### [EXERCISE PASSAGE]
=====

In any event, no known functionality of VPNFilter allows for modification or manipulation of traffic, which would be necessary to weaponize the network device implant. As noted by Cisco Talos researchers, “Very significant changes would be required to implement functionality that could modify traffic.” That of course does not mean such a disruptive module is not possible or does not exist, but no evidence is currently available identifying such a capability as part of VPNFilter.
Furthermore, the range of devices targeted by VPNFilter, although extended in Cisco Talos’ updated report, remains focused on SOHO and some lower-end enterprise/commercial networking gear. Some of these, such as the TP-LINK VPN concentrator mentioned above in conjunction with the Modbus module, would be valuable to access or profile traffic going to an ICS network where installed. But none appear related to likely legitimate applications within such environments (outside of “shadow IT” installations of non-approved gear). Even then, SBU’s report makes a claim that process equipment, not networking gear, was infected:
“…the enterprise’s process control system and system for detecting signs of emergencies had deliberately been infected by the VPNFilter computer virus…”
If this statement is true, it represents a dramatic increase in scope and capability for what we presently know about VPNFilter, as well as indicating some potential details on the operation itself. First, “deliberately” implies a malicious entity directly impacted the target device, which in turn further implies successfully penetration of the process control network rather than the victim of some wormable infector (like WannaCry). Second, the sentence begins by stating process control and (presumably) safety systems were impacted, implying multiple infections of ICS-specific gear. This goes against all that we know about VPNFilter’s capabilities to date in terms of device applicability. Essentially, VPNFilter is only known to infect various types of network gear and not embedded systems and ICS operations equipment.
It is likely, based on available evidence and knowledge of VPNFilter, that the chemical plant identified this malware on its network, but adversaries only used it within its stated capability as a traffic analysis and collection platform with limited scope for manipulation, and none for ICS-specific protocols. As such, this would provide valuable information to the attacker to prepare for a subsequent, potentially more damaging attack using unknown tools to directly impact the production or safety processes.
This is good work by SBU in stopping and identifying a potential attack-in-progress, but information released to date seems insufficient to draw any definitive conclusions. Essentially, VPNFilter as it is currently known and documented could not have been directly responsible for this attack. Instead, VPNFilter’s likely contribution to such an event comes only in an enabling, data collection role providing support for future disruptive activities. If the attacker used VPNFilter, or some close variant thereof, this represents a dramatic increase in capability and installation scope, rendering a significant number of devices in ICS environments all over the world vulnerable to a similar attack. Because of the risk involved to other infrastructure by either further attacks from the same entity as this case or “copycat” attacks if the methodology is leaked or proliferates, the ICS community must hope that SBU provides additional technical details on this event.

=====

### [DATA UNDER STUDY]
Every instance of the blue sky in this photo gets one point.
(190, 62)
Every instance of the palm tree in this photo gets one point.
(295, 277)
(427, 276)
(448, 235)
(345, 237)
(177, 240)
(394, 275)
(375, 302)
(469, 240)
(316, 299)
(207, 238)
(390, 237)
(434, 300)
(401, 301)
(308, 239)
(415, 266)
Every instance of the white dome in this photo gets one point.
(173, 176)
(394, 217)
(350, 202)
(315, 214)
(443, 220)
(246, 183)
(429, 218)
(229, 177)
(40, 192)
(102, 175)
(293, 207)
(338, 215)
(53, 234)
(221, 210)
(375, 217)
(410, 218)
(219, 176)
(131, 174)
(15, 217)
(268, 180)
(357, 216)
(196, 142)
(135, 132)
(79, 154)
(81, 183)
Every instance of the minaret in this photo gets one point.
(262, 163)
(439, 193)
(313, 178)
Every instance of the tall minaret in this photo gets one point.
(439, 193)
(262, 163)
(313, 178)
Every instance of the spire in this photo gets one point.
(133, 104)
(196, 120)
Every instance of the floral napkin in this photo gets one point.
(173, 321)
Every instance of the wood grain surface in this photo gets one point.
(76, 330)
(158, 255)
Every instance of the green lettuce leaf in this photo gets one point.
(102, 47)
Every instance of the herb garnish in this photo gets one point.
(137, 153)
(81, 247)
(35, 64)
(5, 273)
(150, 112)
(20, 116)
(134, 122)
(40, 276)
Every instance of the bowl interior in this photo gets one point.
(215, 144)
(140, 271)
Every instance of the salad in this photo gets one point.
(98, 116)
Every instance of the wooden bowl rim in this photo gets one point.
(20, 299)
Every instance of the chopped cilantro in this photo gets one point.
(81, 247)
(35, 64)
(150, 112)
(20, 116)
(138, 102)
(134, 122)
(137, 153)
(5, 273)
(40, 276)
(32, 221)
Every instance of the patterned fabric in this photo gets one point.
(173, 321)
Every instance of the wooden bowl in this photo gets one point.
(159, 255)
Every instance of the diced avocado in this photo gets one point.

=====

### [WHAT TO WORK ON]
Print the portion of the VPNFilter passage between "It is likely, based" and "or safety processes.", inclusive.

### [EXPECTED ANSWER]
It is likely, based on available evidence and knowledge of VPNFilter, that the chemical plant identified this malware on its network, but adversaries only used it within its stated capability as a traffic analysis and collection platform with limited scope for manipulation, and none for ICS-specific protocols. As such, this would provide valuable information to the attacker to prepare for a subsequent, potentially more damaging attack using unknown tools to directly impact the production or safety processes.